- EXERCISE
Write the next part of the veal recipe text, starting right after its last line.

- READING TEXT
▬▬▬
Bringing it Home

A veal dish inspired by a vacation

This recipe started with a brave kid trying a new food on vacation. We were on a family trip, leaving the cold Wisconsin winter for warmer climates. Our son Adam was probably nine at the time and was well on his way to becoming a foodie. Still, what nine-year-old orders veal? And then orders it again? What’s a mom to do but try to duplicate a meal so loved by her budding gourmet?

Back home in Madison, I started researching veal recipes and experimented with different ingredients and cooking methods. This dish of veal with mushroom and wine sauce evolved after much trial and error. But the lesson I learned was that when you discover a dish you admire, try creating those flavors at home.

RECIPE: Veal with Mushrooms and Wine

INGREDIENTS

4 tbsp butter
1 lb veal cutlets (should be 1/8 inch thick; if not, use meat mallet to tenderize)
▬▬▬
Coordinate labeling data
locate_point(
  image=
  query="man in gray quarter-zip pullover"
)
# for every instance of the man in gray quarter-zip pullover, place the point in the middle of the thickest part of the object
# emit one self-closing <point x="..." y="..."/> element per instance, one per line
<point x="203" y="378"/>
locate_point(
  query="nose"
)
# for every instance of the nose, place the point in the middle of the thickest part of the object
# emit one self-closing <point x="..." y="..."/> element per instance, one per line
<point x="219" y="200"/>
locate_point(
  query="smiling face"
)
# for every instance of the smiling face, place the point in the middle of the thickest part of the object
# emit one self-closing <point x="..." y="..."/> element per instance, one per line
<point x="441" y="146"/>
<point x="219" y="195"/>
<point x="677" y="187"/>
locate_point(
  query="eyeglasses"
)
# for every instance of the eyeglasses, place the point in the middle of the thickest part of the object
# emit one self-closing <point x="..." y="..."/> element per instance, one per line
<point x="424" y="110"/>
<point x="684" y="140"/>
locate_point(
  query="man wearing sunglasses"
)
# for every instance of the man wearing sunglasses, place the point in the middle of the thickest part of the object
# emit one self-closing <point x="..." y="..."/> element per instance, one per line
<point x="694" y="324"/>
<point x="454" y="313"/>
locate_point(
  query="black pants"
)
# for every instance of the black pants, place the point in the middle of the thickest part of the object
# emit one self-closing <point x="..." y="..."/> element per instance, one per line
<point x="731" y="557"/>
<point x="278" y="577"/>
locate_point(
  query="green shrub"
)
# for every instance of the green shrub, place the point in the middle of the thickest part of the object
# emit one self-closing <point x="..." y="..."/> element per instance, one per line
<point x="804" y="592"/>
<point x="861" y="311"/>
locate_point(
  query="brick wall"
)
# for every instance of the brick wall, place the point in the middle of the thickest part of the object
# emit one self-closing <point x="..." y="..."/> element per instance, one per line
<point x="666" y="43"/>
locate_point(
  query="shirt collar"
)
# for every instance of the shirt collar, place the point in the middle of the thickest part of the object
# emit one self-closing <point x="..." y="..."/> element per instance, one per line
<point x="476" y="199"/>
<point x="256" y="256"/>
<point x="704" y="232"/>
▬▬▬
- THE RESPONSE
1/4 cup flour
Salt
Pepper
1 lb mushrooms, sliced
1 clove garlic, finely minced
1 small onion, finely minced
1 cup beef or chicken broth
1/4 cup dry white wine
1/4 cup half and half

DIRECTIONS

Heat 2 tbsp of butter in large skillet over medium-high heat. Dredge veal cutlets in flour. Cook in skillet until browned. Season with salt and pepper. Remove veal from skillet and keep warm. Add 1 tbsp of butter and mushrooms to pan. Cook mushrooms until brown. Put mushrooms aside with veal. Add 1 tbsp of butter; add garlic and onion. Cook until softened. Add broth and wine. Bring to boil and reduce until liquid measures 3/4 of a cup. Return veal, mushrooms and any accumulated juices to the pan. Cover and simmer gently for 10 minutes. Add half and half and cook over low heat for 5 minutes more. Serve over fettuccine.

Serves 4.

Nancy Lynch, a self-taught cook from a family of foodies, teaches cooking classes at Orange Tree Imports and All Through the House. diningin@madisonmagazine.com

Find more Dining In recipes here.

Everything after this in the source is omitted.